From the line containing "Verify that every instance of the horse's tail" through the last line of the data, return those lines exactly as written and nothing more.

▸ INPUT:
● ● ● ● ● ● ●
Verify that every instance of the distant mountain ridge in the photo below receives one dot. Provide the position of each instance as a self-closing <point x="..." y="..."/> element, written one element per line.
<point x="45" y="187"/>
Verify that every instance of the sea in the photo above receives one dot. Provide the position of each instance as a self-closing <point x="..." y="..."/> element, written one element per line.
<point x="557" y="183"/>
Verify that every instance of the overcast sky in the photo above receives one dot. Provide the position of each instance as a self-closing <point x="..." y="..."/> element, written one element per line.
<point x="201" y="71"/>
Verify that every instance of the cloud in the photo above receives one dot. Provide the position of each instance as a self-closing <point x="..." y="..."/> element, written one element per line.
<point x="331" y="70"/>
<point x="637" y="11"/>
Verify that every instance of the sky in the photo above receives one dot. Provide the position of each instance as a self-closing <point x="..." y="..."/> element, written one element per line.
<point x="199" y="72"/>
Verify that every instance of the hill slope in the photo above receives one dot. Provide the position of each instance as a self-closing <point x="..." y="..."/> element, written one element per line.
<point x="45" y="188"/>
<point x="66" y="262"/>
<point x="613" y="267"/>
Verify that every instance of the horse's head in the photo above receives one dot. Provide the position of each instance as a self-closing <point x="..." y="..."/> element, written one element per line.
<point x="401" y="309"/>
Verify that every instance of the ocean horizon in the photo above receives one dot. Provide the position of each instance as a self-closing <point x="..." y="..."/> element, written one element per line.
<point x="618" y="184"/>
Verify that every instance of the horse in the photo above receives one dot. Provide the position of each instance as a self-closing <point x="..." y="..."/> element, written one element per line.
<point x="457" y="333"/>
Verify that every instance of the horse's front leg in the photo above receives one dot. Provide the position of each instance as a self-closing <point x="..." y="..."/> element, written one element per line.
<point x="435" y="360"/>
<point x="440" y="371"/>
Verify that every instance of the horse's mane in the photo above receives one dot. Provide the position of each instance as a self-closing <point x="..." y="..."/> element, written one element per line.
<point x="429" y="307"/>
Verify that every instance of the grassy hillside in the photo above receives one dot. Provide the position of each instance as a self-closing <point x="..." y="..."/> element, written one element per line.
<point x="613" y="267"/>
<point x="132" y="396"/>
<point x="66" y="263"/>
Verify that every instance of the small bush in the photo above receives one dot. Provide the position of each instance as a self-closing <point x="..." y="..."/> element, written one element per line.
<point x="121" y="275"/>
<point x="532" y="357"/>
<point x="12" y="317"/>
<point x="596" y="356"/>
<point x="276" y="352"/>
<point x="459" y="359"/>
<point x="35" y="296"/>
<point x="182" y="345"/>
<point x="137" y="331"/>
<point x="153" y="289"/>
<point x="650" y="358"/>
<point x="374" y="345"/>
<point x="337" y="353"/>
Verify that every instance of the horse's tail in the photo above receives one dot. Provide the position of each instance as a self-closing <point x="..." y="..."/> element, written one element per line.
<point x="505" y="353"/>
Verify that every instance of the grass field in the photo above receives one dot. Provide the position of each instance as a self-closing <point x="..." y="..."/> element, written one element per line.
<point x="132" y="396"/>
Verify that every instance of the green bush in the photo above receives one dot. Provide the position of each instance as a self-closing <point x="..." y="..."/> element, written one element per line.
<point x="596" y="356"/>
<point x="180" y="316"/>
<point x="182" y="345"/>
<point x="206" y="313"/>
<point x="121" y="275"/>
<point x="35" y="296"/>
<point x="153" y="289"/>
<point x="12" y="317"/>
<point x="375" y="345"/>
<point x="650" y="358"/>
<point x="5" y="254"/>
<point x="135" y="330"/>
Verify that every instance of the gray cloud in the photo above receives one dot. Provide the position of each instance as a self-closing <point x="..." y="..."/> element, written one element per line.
● ● ● ● ● ● ●
▸ COMPLETE RESPONSE:
Verify that every instance of the horse's tail in the photo above receives one dot. Provide the position of each instance as a self-closing <point x="..." y="..."/> element, written one element per line.
<point x="505" y="353"/>
Verify that every instance of the grass field in the photo above receives one dot. Provide the position of each instance as a self-closing <point x="..." y="..."/> element, written one element per line.
<point x="132" y="396"/>
Verify that every instance of the green bush in the photo above receives one dot. Provide the position of each instance as a self-closing <point x="..." y="..."/> element, written one element per line.
<point x="596" y="356"/>
<point x="180" y="316"/>
<point x="182" y="345"/>
<point x="206" y="313"/>
<point x="121" y="275"/>
<point x="35" y="296"/>
<point x="153" y="289"/>
<point x="12" y="317"/>
<point x="375" y="345"/>
<point x="650" y="358"/>
<point x="5" y="254"/>
<point x="135" y="330"/>
Verify that every instance of the gray cloud in the photo above receives one dot. Provide the position of each instance as a self-closing <point x="..." y="..."/> element, written one element per line.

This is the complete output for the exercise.